» **READING PASSAGE**:
╔══

Only around a third of businesses in the UK have an environmental sustainability policy, according to new research.
A survey by recycling group Suez and the British Chambers of Commerce found that 64% of around 1,000 businesses surveyed said they had no such plan.
Overall only 8% of companies had a net-zero plan which would make them emit less greenhouse gas than they absorb.
The smaller a business is, the less likely it is to have a net zero plan or any environmental sustainability policy.
It puts them at odds with the country as a whole, which the Government has planned to get to net zero by 2050.
Yet businesses in the UK are responsible for a large portion of the country’s environmental impact.
Between two thirds and three quarters of the waste – both recycling and landfill – that is put in British bins comes from companies.
In November, the Government will host the next United Nations climate conference Cop26. This means the “time is ripe for a sea-change” to make businesses focus more on environmental and social value policies, said Suez chief executive John Scanlon.
But the efforts will need Government leadership, he added.
“Businesses are looking to Government for a supportive regulatory framework that will help accelerate a green recovery and promote business growth that not only benefits our economy and jobs, but that also enriches local communities and protects the environment,” Mr Scanlon said.
“There is a clear need for top-down support to help unite firms across the supply chain, given the disconnect between business awareness of the value from both environmental and social value policies, and the overwhelming lack of any such policies being in place.

╚══

» **DATA LISTING**:
╔══

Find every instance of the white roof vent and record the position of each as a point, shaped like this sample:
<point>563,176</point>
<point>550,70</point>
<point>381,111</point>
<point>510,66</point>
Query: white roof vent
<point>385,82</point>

╚══

» **QUESTIONS ON THE MATERIAL**:
1: In the article on UK business sustainability policies, what percentage of companies had a net-zero plan?
2: Continue the article on UK business sustainability policies from its last sentence.
The records play no part in what follows.

» **ANSWERS PER TASK**:
1: Only 8% of companies had a net-zero plan.

2:
“There is no long-term future for business if short-term profit is chased at the expense of long-term environmental and social value policy planning.”
British Chambers of Commerce director general Shevaun Haviland said: “This research shines a light on the mismatch between the clear understanding among UK businesses of what benefits can flow from environmental and social value policies and the reality of how many actually have these in place.
“Given the huge upheavals they have endured over the past 18 months it is perhaps understandable that these have not been a priority. Yet the consequences firms will face if they fail to adapt for the future cannot be ignored.”
She added: “Government also needs to help business help themselves, especially those smaller firms who remain understandably concerned about perceived extra costs and red tape if they want to change. This is not only a matter of a greener future for business – it’s about ensuring a brighter future for everyone.”
It comes as BT Group announced it is bringing forward its net zero target from 2045 to 2030 for its own operational emissions and 2040 for its supply chain and customer emissions.
Andy Wales, chief digital impact & sustainability officer at BT Group said: “As the world looks to recover from the Covid-19 pandemic, we must remember that the global climate emergency hasn’t gone away.
“BT is committed to climate action and today’s announcement will see us not just deliver on our public commitments to date but exceed them.”